+++ Supplied information

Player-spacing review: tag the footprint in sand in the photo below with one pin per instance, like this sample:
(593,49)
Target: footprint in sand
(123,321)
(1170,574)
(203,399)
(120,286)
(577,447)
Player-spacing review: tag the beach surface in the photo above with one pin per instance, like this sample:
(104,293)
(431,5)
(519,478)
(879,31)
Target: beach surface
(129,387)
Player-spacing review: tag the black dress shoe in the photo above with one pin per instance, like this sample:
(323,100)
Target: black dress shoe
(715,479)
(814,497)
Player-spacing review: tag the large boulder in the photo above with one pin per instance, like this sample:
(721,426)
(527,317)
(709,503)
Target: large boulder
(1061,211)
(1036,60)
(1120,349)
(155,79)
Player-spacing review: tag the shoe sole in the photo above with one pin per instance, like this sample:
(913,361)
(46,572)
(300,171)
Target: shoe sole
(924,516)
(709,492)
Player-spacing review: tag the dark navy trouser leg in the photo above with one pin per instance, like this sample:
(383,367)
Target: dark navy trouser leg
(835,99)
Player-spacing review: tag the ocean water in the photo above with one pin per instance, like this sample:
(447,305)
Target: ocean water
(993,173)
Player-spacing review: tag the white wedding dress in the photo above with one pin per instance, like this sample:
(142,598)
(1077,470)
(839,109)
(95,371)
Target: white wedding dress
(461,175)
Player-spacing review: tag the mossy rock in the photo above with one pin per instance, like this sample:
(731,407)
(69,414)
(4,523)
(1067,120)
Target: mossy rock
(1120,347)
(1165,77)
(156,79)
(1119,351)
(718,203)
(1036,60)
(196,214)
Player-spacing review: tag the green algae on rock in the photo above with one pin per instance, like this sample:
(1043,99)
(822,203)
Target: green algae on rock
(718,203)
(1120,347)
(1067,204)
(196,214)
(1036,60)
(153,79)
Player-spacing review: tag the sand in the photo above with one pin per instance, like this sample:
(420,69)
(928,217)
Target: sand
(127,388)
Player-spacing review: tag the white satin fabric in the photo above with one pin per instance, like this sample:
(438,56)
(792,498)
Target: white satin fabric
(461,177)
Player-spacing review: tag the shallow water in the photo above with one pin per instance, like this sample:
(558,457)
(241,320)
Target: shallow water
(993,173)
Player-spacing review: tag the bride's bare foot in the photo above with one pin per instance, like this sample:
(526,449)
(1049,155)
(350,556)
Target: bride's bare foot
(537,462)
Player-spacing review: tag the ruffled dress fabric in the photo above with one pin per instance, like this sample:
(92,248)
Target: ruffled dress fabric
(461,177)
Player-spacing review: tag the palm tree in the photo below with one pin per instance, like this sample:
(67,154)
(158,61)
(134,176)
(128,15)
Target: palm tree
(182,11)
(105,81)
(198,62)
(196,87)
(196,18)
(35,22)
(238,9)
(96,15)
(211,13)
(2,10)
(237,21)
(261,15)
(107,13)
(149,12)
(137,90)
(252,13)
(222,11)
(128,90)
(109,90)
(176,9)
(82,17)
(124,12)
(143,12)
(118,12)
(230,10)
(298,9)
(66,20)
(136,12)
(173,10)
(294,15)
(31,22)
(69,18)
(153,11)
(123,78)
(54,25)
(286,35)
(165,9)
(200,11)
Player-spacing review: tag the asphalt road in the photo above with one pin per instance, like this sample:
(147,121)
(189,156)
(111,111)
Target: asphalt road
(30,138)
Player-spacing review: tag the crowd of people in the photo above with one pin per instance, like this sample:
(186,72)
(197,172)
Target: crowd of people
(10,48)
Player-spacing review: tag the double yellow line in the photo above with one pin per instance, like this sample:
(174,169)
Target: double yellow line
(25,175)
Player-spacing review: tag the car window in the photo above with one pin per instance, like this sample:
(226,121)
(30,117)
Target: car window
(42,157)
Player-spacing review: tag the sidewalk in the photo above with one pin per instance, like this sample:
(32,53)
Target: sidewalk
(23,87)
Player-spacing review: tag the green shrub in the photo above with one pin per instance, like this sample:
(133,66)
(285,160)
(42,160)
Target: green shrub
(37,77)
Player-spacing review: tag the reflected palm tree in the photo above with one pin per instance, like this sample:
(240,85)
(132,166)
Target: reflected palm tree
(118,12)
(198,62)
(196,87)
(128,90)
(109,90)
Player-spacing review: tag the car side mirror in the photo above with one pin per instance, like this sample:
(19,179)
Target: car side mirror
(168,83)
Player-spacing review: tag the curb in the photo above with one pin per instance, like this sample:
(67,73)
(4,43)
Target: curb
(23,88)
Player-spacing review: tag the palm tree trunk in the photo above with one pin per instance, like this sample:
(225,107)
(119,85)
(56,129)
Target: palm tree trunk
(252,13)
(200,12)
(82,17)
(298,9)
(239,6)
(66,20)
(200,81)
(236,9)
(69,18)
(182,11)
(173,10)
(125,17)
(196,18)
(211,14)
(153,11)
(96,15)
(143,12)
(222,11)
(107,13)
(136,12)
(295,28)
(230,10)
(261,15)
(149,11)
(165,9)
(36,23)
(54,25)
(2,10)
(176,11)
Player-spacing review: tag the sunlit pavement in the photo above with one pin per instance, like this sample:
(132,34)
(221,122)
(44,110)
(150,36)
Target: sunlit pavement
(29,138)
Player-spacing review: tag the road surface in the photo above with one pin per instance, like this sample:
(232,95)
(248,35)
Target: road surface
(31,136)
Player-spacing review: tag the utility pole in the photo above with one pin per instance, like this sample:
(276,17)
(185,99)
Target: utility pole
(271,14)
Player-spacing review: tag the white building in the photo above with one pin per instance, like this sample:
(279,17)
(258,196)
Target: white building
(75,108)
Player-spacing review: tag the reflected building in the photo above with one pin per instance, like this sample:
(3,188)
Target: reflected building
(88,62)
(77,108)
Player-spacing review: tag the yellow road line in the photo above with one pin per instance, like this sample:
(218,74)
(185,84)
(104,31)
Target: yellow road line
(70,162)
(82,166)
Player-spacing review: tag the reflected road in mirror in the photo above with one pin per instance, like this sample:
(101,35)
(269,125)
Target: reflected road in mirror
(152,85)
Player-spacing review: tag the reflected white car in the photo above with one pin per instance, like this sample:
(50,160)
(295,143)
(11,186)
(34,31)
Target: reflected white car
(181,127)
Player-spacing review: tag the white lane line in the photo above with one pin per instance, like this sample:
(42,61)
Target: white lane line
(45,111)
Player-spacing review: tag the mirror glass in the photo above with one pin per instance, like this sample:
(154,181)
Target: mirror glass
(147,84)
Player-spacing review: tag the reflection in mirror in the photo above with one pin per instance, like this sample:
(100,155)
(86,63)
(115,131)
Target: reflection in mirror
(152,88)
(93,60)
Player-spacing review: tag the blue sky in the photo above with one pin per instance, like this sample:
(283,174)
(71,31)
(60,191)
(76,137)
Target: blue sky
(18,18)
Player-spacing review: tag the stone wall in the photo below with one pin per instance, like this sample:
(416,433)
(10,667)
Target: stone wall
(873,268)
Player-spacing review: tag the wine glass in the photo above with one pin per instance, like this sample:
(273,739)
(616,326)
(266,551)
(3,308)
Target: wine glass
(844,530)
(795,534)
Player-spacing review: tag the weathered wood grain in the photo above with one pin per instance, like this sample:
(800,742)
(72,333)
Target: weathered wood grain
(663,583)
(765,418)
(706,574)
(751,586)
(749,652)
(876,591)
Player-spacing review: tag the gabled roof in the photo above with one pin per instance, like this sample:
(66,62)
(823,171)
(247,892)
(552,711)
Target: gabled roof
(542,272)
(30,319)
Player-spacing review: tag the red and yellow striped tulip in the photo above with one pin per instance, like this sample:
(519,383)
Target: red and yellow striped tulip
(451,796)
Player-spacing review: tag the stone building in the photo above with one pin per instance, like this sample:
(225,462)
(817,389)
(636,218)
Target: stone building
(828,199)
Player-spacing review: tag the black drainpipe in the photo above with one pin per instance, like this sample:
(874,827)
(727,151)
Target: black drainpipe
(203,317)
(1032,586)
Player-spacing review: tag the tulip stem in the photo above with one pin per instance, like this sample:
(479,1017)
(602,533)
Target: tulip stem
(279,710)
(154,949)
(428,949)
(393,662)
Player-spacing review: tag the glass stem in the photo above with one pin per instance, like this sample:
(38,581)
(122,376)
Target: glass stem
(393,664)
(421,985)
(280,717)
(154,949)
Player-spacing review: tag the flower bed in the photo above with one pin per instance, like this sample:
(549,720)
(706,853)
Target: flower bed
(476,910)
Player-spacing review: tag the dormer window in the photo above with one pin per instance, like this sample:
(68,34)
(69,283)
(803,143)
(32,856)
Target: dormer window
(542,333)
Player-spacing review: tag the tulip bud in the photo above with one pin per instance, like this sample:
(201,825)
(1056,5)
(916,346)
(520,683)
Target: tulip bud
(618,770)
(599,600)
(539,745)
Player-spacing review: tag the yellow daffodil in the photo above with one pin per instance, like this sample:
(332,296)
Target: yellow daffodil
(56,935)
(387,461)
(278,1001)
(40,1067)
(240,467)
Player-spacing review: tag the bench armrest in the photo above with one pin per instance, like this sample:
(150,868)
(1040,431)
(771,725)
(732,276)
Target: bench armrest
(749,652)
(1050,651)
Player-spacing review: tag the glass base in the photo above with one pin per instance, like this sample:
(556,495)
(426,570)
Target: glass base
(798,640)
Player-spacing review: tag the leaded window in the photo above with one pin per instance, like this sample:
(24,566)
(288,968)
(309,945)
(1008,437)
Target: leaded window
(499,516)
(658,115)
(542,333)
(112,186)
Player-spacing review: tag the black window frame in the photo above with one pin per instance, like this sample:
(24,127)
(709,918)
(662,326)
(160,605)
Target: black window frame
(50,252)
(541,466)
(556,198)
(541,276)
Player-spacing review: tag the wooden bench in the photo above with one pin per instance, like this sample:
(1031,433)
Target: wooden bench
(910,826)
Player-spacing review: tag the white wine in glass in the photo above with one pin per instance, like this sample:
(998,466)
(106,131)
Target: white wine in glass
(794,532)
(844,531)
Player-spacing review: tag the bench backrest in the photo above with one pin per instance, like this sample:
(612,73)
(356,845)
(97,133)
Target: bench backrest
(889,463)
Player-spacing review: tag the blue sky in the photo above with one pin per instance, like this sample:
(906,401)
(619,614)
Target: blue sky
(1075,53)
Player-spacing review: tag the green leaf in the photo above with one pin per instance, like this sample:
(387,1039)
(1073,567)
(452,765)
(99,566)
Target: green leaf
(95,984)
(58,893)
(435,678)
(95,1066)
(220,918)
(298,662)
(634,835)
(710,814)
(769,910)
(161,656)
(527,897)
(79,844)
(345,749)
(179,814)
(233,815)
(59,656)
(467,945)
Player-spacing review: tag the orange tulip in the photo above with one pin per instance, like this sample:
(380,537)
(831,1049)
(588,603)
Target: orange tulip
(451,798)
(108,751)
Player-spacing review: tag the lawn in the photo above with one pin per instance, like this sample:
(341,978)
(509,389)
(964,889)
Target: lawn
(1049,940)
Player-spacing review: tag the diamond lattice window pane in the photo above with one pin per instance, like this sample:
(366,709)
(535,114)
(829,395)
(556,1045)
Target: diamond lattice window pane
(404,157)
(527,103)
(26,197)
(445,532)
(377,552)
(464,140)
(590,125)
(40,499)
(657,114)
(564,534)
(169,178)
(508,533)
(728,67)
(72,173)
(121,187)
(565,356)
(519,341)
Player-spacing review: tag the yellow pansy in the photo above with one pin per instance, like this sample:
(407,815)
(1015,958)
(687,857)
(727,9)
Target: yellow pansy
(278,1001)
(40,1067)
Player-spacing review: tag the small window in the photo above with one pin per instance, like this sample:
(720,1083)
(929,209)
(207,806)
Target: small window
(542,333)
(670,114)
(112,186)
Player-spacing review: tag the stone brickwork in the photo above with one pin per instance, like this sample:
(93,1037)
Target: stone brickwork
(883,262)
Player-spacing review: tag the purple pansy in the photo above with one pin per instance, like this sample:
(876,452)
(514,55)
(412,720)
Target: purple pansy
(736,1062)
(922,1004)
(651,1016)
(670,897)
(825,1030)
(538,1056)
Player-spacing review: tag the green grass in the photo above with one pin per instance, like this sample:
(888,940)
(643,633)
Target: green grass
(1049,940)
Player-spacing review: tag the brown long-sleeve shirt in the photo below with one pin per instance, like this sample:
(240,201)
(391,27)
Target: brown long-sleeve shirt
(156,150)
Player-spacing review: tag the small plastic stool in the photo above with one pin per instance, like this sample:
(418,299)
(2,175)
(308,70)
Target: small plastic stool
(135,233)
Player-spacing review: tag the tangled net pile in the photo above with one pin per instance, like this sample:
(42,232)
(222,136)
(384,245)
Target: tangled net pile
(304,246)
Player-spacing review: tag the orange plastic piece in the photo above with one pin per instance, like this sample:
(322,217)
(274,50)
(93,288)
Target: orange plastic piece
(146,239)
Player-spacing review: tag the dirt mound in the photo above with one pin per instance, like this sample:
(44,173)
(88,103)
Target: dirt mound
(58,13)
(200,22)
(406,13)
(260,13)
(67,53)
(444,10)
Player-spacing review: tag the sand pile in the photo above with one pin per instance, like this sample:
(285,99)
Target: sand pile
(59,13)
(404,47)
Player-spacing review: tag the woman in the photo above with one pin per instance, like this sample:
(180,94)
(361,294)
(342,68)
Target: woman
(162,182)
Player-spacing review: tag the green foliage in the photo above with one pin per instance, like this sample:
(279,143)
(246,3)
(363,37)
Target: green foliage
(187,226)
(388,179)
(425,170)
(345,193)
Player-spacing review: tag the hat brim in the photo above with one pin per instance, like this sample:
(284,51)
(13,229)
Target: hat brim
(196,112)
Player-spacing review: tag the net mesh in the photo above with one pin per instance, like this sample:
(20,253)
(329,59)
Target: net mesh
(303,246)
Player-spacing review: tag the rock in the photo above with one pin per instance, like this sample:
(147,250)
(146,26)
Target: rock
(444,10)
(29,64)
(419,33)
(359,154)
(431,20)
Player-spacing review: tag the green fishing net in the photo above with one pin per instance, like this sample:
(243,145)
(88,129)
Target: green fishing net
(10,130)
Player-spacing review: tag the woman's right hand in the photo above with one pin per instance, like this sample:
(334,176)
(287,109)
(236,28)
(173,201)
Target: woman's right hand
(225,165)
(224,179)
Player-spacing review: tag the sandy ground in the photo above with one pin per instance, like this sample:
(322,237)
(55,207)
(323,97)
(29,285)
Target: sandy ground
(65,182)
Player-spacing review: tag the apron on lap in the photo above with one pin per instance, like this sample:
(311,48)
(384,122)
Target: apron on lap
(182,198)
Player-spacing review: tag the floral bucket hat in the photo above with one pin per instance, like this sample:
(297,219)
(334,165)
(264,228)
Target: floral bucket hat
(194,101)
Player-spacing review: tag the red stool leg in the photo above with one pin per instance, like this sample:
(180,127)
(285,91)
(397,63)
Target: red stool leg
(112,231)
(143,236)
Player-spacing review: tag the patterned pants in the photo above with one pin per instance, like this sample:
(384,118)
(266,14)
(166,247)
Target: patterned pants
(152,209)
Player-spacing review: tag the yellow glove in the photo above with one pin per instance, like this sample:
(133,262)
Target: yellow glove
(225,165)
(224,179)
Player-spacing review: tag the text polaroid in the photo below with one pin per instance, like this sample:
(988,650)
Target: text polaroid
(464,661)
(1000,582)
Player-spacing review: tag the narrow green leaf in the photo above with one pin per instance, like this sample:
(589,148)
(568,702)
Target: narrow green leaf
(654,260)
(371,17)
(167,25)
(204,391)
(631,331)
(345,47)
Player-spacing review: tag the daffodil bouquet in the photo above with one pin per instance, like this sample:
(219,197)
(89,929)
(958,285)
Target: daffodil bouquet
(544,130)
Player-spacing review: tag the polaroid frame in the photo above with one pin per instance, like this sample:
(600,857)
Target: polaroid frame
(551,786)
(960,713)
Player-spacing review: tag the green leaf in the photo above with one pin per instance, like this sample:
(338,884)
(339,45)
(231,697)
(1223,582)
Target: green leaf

++++++

Challenge:
Nothing but the lines from the one with "Player-spacing review: tag the text" through the end of the data above should be repeated, each exactly as it stands.

Task solution:
Player-spacing review: tag the text polaroid in the photo below with one pin per instance, like this sample:
(988,650)
Target: text polaroid
(464,661)
(1000,582)
Player-spacing review: tag the narrow green leaf in the photo above with one pin per instance, like this sample:
(589,148)
(568,702)
Target: narrow green leaf
(654,260)
(371,17)
(167,25)
(204,391)
(631,331)
(345,47)
Player-spacing review: tag the daffodil bouquet in the photo above with one pin per instance, like this sample:
(219,197)
(89,929)
(958,285)
Target: daffodil bouquet
(544,130)
Player-spacing review: tag the polaroid frame in the photo above with one pin per instance, like this sample:
(600,857)
Target: polaroid frame
(551,786)
(960,713)
Player-spacing review: tag the green leaf in the photo above with one pin per instance, like this sample:
(338,884)
(339,45)
(231,697)
(1223,582)
Target: green leaf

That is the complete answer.